TASK INSTRUCTIONS
Your copy should match the records below word for word and contain no pictures.

....

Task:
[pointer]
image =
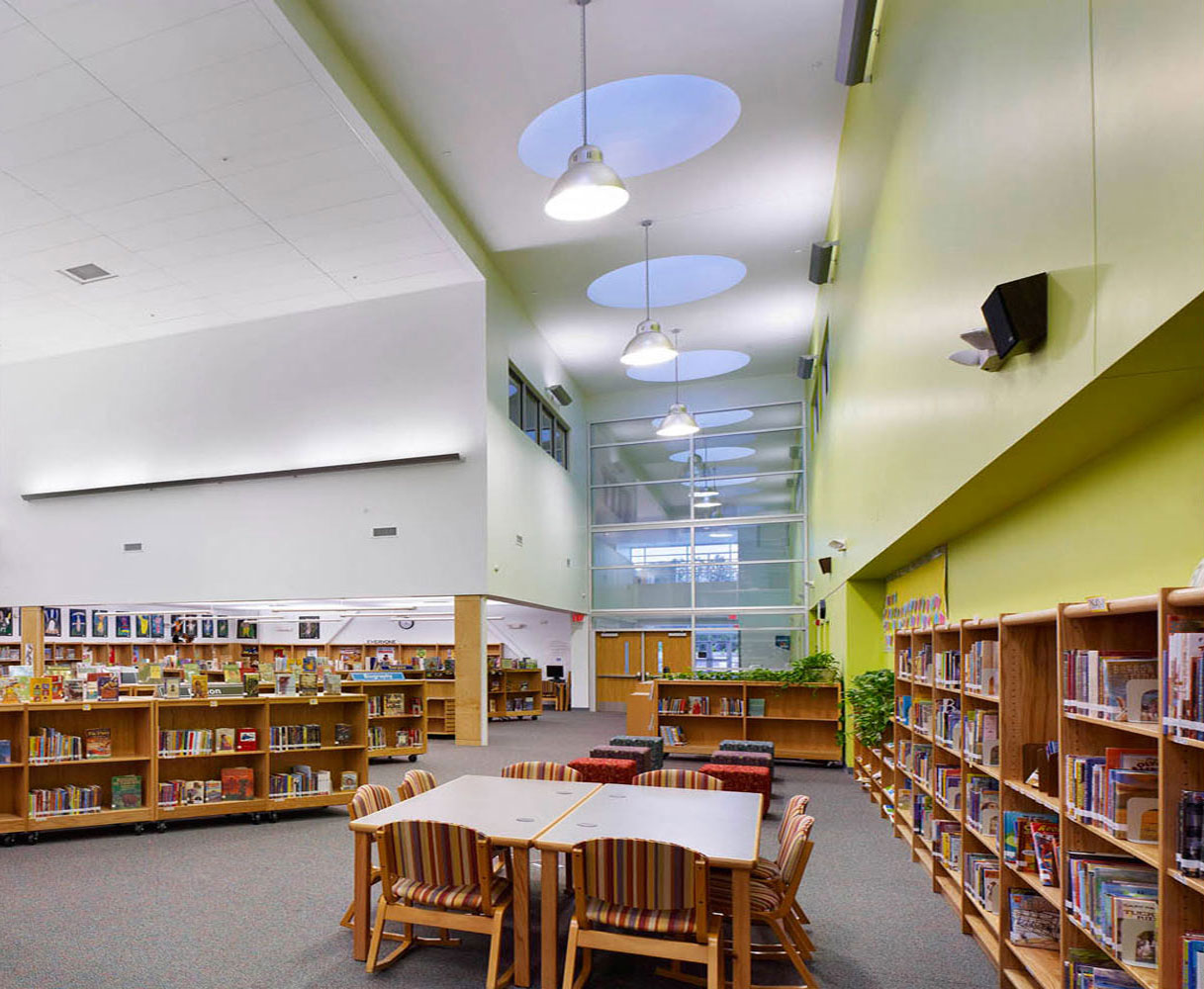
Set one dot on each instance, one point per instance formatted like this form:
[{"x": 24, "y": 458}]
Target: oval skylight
[
  {"x": 714, "y": 454},
  {"x": 710, "y": 420},
  {"x": 642, "y": 124},
  {"x": 693, "y": 365},
  {"x": 676, "y": 279}
]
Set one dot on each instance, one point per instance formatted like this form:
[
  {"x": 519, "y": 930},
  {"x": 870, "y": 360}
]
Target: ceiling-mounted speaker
[
  {"x": 856, "y": 32},
  {"x": 821, "y": 261},
  {"x": 1016, "y": 316}
]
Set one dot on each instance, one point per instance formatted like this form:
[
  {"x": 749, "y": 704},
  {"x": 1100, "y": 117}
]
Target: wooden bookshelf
[
  {"x": 802, "y": 722},
  {"x": 1031, "y": 704},
  {"x": 515, "y": 694},
  {"x": 415, "y": 692}
]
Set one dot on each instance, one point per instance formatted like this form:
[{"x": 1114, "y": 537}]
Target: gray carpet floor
[{"x": 229, "y": 905}]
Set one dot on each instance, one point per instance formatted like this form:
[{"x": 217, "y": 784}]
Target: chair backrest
[
  {"x": 794, "y": 806},
  {"x": 643, "y": 875},
  {"x": 369, "y": 798},
  {"x": 434, "y": 854},
  {"x": 562, "y": 773},
  {"x": 682, "y": 778},
  {"x": 419, "y": 781}
]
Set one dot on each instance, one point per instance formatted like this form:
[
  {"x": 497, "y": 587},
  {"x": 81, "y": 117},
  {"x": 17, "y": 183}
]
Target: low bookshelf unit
[
  {"x": 1043, "y": 768},
  {"x": 800, "y": 721}
]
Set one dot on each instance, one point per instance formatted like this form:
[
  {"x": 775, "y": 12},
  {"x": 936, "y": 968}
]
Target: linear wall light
[{"x": 296, "y": 472}]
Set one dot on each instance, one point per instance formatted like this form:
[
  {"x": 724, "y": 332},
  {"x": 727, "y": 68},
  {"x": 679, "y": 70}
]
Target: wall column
[
  {"x": 32, "y": 639},
  {"x": 471, "y": 672}
]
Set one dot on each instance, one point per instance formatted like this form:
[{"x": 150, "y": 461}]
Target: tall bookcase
[
  {"x": 802, "y": 722},
  {"x": 1032, "y": 650}
]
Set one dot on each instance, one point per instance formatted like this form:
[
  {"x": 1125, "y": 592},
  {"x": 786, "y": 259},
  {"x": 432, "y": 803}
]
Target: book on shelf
[{"x": 1033, "y": 921}]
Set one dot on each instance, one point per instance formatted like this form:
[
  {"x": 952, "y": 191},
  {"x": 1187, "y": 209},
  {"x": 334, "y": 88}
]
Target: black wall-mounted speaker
[
  {"x": 821, "y": 261},
  {"x": 1016, "y": 316},
  {"x": 856, "y": 28}
]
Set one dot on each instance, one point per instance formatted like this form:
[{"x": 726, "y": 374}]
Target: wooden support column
[
  {"x": 32, "y": 640},
  {"x": 471, "y": 672}
]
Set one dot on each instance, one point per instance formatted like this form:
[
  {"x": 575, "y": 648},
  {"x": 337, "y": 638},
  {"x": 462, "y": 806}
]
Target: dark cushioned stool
[
  {"x": 642, "y": 755},
  {"x": 743, "y": 778},
  {"x": 605, "y": 770},
  {"x": 648, "y": 742}
]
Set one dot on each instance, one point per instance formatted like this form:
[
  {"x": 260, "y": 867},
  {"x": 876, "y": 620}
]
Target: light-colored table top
[
  {"x": 509, "y": 811},
  {"x": 722, "y": 826}
]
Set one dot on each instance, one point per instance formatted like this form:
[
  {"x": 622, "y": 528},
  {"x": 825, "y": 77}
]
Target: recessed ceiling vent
[{"x": 87, "y": 273}]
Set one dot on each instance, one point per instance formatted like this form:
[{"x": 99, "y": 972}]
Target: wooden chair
[
  {"x": 439, "y": 875},
  {"x": 367, "y": 799},
  {"x": 555, "y": 771},
  {"x": 654, "y": 893},
  {"x": 682, "y": 778},
  {"x": 771, "y": 903}
]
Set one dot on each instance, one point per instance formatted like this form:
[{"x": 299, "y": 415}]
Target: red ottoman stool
[
  {"x": 743, "y": 778},
  {"x": 642, "y": 755},
  {"x": 722, "y": 757},
  {"x": 605, "y": 770}
]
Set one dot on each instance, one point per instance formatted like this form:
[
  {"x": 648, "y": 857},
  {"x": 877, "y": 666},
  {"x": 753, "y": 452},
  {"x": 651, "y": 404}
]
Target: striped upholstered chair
[
  {"x": 556, "y": 771},
  {"x": 367, "y": 799},
  {"x": 439, "y": 875},
  {"x": 773, "y": 903},
  {"x": 682, "y": 778},
  {"x": 642, "y": 898}
]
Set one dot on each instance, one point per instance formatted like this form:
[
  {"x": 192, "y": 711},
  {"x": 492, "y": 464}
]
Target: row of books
[
  {"x": 980, "y": 735},
  {"x": 1116, "y": 899},
  {"x": 1117, "y": 792},
  {"x": 982, "y": 668},
  {"x": 1032, "y": 844},
  {"x": 949, "y": 670},
  {"x": 234, "y": 783},
  {"x": 404, "y": 738},
  {"x": 394, "y": 704},
  {"x": 304, "y": 781},
  {"x": 1111, "y": 686},
  {"x": 1185, "y": 677}
]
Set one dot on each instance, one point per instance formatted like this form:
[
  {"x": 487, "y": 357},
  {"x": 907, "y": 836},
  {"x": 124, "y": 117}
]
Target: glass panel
[
  {"x": 545, "y": 428},
  {"x": 531, "y": 412},
  {"x": 643, "y": 548},
  {"x": 642, "y": 462},
  {"x": 641, "y": 503},
  {"x": 748, "y": 454},
  {"x": 750, "y": 584},
  {"x": 515, "y": 400},
  {"x": 642, "y": 587}
]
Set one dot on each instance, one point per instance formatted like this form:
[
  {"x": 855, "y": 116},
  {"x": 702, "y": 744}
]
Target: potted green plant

....

OUTPUT FOR THIS TASK
Task:
[pointer]
image =
Set one dot on each instance, one point per instance formatted like this form:
[{"x": 24, "y": 458}]
Target: oval skylight
[
  {"x": 714, "y": 454},
  {"x": 710, "y": 420},
  {"x": 642, "y": 124},
  {"x": 693, "y": 365},
  {"x": 676, "y": 279}
]
Set one dot on each instance, one point per instance formatted like this form:
[
  {"x": 519, "y": 930},
  {"x": 870, "y": 360}
]
Target: ceiling-mounted speaker
[
  {"x": 856, "y": 32},
  {"x": 821, "y": 261},
  {"x": 1016, "y": 316}
]
Set one dot on each instance, one point per instance formatted like this form:
[
  {"x": 749, "y": 704},
  {"x": 1100, "y": 117}
]
Target: wooden bookshelf
[
  {"x": 802, "y": 722},
  {"x": 1031, "y": 704},
  {"x": 515, "y": 694},
  {"x": 415, "y": 692}
]
Set one dot on each instance, one point per instance formatted like this form:
[{"x": 1114, "y": 537}]
Target: gray carpet floor
[{"x": 229, "y": 905}]
Set one dot on each instance, one point per instance formatted like this form:
[{"x": 217, "y": 784}]
Target: chair backrest
[
  {"x": 794, "y": 806},
  {"x": 643, "y": 875},
  {"x": 369, "y": 798},
  {"x": 434, "y": 854},
  {"x": 562, "y": 773},
  {"x": 682, "y": 778},
  {"x": 419, "y": 781}
]
Set one dot on each instance, one point per instance formatted like this form:
[
  {"x": 497, "y": 587},
  {"x": 81, "y": 117},
  {"x": 17, "y": 183}
]
Target: low bookshelf unit
[
  {"x": 1043, "y": 768},
  {"x": 800, "y": 721}
]
Set one dot on each instance, one point per instance formatted like this form:
[
  {"x": 775, "y": 12},
  {"x": 936, "y": 968}
]
Target: linear wall light
[{"x": 296, "y": 472}]
Set one dot on each instance, one point per instance formatted like this form:
[
  {"x": 724, "y": 332},
  {"x": 727, "y": 68},
  {"x": 679, "y": 70}
]
Target: wall column
[
  {"x": 32, "y": 639},
  {"x": 471, "y": 672}
]
Set one dot on each instance, one point per instance formatted like this form:
[{"x": 150, "y": 461}]
Target: tall bookcase
[
  {"x": 802, "y": 722},
  {"x": 1032, "y": 650}
]
Set one dot on each instance, one point per instance formatted like this form:
[
  {"x": 1125, "y": 592},
  {"x": 786, "y": 259},
  {"x": 432, "y": 803}
]
Target: book on shelf
[{"x": 1033, "y": 921}]
Set one dot on each instance, one point per instance formatted like this form:
[
  {"x": 952, "y": 191},
  {"x": 1187, "y": 209},
  {"x": 334, "y": 88}
]
Target: black wall-mounted speaker
[
  {"x": 821, "y": 261},
  {"x": 1016, "y": 316},
  {"x": 856, "y": 28}
]
Set one dot on each instance, one point per instance formatted like this form:
[{"x": 726, "y": 374}]
Target: wooden support column
[
  {"x": 32, "y": 640},
  {"x": 471, "y": 672}
]
Set one dot on each instance, one point per instance formatted like this form:
[
  {"x": 575, "y": 648},
  {"x": 337, "y": 638},
  {"x": 462, "y": 806}
]
Target: dark cushioned stool
[
  {"x": 642, "y": 755},
  {"x": 743, "y": 778},
  {"x": 605, "y": 770},
  {"x": 648, "y": 742}
]
Set one dot on each instance, one point per instance formatted like this form:
[
  {"x": 260, "y": 867},
  {"x": 876, "y": 620}
]
Target: light-colored table top
[
  {"x": 509, "y": 811},
  {"x": 722, "y": 826}
]
Set one dot on each instance, one point per instance formatted like this form:
[
  {"x": 622, "y": 528},
  {"x": 825, "y": 77}
]
Target: recessed ceiling vent
[{"x": 87, "y": 273}]
Set one dot on each instance, one point per instance formatted like this form:
[{"x": 99, "y": 972}]
Target: wooden chair
[
  {"x": 439, "y": 875},
  {"x": 367, "y": 799},
  {"x": 555, "y": 771},
  {"x": 654, "y": 893},
  {"x": 682, "y": 778},
  {"x": 771, "y": 903}
]
Set one dot on each instance, one point per instance formatted like this form:
[{"x": 299, "y": 415}]
Target: red ottoman stool
[
  {"x": 743, "y": 778},
  {"x": 642, "y": 755},
  {"x": 722, "y": 757},
  {"x": 605, "y": 770}
]
Set one dot on each instance, one point per instance formatted like this form:
[
  {"x": 648, "y": 857},
  {"x": 877, "y": 666},
  {"x": 753, "y": 452},
  {"x": 651, "y": 404}
]
Target: striped upholstered chair
[
  {"x": 556, "y": 771},
  {"x": 367, "y": 799},
  {"x": 439, "y": 875},
  {"x": 773, "y": 903},
  {"x": 682, "y": 778},
  {"x": 642, "y": 898}
]
Set one dot on each instance, one point per instance formatted like this form:
[
  {"x": 192, "y": 711},
  {"x": 492, "y": 464}
]
Target: row of books
[
  {"x": 980, "y": 735},
  {"x": 1116, "y": 899},
  {"x": 1117, "y": 792},
  {"x": 982, "y": 668},
  {"x": 1032, "y": 844},
  {"x": 949, "y": 670},
  {"x": 234, "y": 783},
  {"x": 404, "y": 738},
  {"x": 394, "y": 704},
  {"x": 304, "y": 781},
  {"x": 1111, "y": 686},
  {"x": 1185, "y": 677}
]
Set one dot on each instance, one point per instance formatted like this form:
[
  {"x": 487, "y": 357},
  {"x": 907, "y": 836},
  {"x": 124, "y": 117}
]
Target: glass panel
[
  {"x": 545, "y": 428},
  {"x": 531, "y": 412},
  {"x": 643, "y": 548},
  {"x": 642, "y": 462},
  {"x": 641, "y": 503},
  {"x": 748, "y": 454},
  {"x": 750, "y": 584},
  {"x": 515, "y": 400},
  {"x": 642, "y": 587}
]
Set one dot on each instance, one point per instance formatted like this form:
[
  {"x": 855, "y": 116},
  {"x": 702, "y": 744}
]
Target: potted green plant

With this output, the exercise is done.